Starting at the row that contains "For every instance of the dark scarf, the" and continuing through the last of the rows below, render each line as one string in a JSON list, omitting any blank lines.

***

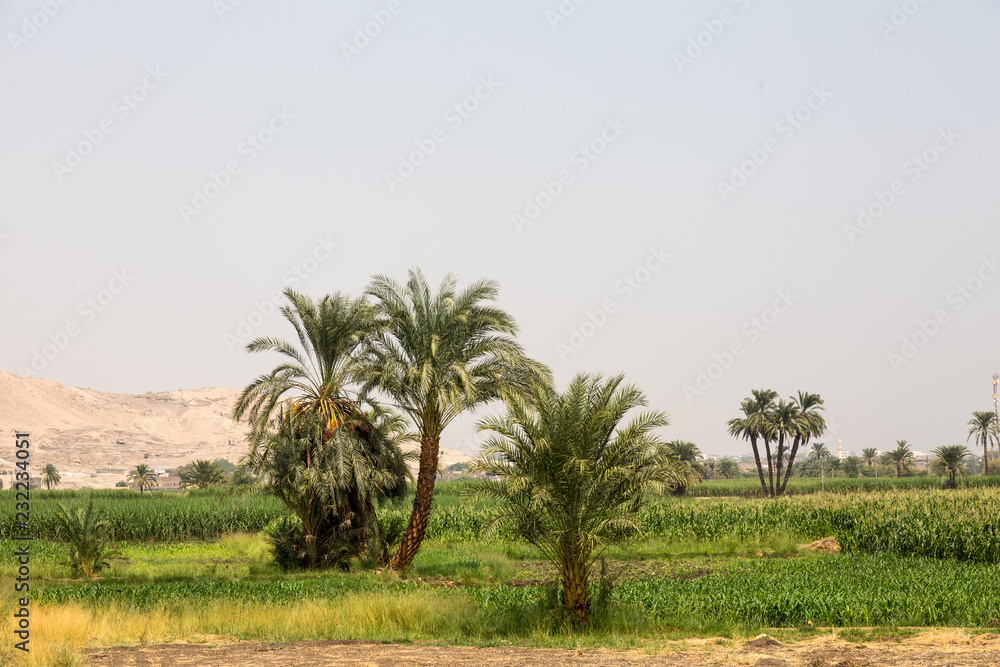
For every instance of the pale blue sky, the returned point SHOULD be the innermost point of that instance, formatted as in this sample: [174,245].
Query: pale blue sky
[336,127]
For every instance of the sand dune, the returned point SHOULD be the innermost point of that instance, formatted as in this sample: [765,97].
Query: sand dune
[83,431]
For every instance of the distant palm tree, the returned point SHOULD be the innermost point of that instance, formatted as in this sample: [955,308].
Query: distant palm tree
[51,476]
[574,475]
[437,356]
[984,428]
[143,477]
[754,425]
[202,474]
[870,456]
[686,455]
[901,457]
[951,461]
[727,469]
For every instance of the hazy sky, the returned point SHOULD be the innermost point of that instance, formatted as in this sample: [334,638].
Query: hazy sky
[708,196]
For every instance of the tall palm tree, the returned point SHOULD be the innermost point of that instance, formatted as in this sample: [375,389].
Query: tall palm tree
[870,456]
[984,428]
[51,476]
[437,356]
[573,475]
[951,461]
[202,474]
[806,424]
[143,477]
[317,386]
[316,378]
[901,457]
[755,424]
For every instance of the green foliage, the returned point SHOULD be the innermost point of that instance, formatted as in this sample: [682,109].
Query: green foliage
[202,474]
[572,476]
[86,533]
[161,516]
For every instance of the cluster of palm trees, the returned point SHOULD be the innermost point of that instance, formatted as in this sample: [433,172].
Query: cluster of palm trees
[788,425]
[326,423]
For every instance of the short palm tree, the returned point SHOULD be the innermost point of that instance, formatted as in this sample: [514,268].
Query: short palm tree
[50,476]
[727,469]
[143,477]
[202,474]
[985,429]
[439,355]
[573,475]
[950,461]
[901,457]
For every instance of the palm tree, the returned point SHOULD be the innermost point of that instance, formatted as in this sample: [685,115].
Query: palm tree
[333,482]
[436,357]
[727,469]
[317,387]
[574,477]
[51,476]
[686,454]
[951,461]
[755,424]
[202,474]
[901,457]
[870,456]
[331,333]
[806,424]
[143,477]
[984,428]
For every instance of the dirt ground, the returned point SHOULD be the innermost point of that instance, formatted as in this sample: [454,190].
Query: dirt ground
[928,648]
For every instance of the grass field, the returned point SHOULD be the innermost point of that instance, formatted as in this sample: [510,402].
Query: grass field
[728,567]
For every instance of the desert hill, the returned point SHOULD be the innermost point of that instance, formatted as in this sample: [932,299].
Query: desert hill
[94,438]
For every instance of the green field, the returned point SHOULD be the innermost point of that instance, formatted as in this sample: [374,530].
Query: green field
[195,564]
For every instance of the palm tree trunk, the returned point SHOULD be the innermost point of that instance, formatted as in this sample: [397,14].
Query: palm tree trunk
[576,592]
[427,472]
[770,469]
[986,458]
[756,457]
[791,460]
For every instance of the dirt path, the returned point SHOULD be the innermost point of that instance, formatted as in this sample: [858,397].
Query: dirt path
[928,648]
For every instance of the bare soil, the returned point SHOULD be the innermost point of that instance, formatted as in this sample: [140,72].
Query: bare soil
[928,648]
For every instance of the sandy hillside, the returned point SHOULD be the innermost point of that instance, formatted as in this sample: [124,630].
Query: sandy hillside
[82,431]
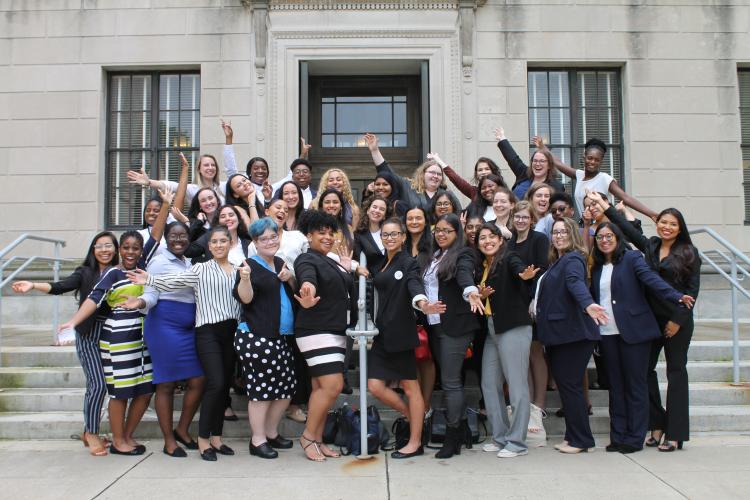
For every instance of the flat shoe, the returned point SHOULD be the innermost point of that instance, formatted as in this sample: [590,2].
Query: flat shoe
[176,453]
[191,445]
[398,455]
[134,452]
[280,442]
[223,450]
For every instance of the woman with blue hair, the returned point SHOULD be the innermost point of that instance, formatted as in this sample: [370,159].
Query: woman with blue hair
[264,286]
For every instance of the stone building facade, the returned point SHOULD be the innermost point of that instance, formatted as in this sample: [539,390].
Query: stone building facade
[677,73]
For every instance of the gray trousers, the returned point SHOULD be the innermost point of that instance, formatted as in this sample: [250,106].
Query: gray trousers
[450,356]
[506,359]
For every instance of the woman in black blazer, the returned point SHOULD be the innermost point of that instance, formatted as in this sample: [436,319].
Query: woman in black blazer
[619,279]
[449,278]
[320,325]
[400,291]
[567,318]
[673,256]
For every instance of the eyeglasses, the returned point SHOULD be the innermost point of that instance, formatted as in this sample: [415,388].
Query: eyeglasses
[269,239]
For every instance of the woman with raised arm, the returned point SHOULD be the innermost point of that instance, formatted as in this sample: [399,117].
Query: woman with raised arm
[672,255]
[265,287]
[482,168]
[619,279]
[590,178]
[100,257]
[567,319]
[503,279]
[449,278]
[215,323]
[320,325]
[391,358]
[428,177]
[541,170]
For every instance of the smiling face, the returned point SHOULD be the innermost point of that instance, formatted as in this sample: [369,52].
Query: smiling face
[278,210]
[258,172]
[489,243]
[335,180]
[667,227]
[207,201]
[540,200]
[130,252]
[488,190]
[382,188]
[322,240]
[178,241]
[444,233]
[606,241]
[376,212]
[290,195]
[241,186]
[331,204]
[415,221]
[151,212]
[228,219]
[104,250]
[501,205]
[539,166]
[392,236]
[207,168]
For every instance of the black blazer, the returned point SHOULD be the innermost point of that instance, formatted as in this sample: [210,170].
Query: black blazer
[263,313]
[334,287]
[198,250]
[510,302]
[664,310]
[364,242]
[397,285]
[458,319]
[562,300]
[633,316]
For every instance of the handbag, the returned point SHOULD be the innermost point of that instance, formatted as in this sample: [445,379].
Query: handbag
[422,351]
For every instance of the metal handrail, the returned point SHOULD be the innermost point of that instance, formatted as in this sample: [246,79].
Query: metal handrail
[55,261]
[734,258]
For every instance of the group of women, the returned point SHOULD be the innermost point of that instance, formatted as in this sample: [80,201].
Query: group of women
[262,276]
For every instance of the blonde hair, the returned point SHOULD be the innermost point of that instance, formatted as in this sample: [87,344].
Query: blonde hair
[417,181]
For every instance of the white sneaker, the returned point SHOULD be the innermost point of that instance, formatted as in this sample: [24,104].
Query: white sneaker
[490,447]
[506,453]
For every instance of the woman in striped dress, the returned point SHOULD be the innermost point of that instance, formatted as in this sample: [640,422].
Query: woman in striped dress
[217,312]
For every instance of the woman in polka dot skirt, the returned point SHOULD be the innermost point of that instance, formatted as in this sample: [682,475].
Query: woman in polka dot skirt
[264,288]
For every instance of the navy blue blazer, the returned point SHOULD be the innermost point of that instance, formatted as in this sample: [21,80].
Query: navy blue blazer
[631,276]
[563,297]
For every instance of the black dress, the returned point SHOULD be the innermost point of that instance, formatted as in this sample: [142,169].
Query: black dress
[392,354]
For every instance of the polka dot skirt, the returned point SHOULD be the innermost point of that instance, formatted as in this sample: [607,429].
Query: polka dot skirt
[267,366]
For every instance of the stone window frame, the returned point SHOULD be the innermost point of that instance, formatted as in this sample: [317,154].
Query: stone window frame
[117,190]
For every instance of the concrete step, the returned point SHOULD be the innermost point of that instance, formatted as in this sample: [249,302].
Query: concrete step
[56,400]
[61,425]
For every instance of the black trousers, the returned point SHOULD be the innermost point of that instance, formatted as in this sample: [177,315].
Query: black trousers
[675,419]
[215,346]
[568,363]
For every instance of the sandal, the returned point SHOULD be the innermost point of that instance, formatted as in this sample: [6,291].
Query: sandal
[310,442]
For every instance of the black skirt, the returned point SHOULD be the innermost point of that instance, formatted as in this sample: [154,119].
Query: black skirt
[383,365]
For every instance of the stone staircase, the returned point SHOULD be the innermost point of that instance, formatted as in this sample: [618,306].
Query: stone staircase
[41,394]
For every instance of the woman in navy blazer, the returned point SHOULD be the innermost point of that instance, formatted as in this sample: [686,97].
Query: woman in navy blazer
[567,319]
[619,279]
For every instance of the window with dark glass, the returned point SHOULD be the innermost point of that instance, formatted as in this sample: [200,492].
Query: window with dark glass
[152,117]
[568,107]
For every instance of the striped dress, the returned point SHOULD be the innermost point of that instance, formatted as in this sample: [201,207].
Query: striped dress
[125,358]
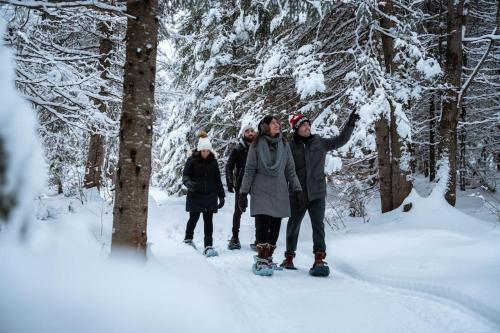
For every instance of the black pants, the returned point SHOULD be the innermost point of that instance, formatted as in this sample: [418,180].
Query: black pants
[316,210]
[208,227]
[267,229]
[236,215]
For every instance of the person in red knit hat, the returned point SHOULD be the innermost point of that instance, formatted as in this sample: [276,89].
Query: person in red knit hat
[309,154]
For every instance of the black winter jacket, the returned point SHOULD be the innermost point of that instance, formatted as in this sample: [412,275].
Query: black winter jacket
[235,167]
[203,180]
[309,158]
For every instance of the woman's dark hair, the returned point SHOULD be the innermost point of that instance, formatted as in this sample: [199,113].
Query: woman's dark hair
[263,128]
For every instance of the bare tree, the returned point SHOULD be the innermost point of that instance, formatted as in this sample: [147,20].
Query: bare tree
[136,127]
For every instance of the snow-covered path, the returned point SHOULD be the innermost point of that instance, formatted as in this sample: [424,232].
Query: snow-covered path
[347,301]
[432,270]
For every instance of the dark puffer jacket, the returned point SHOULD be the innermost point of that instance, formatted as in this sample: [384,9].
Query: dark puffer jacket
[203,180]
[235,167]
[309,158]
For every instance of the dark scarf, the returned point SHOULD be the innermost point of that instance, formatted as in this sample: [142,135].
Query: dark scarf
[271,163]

***

Written reply:
[
  "For every instance of the dark scarf, the returned point SHOULD be the innermost point of that instance, formatted as in this sample: [142,135].",
  "Query: dark scarf",
  "[271,163]"
]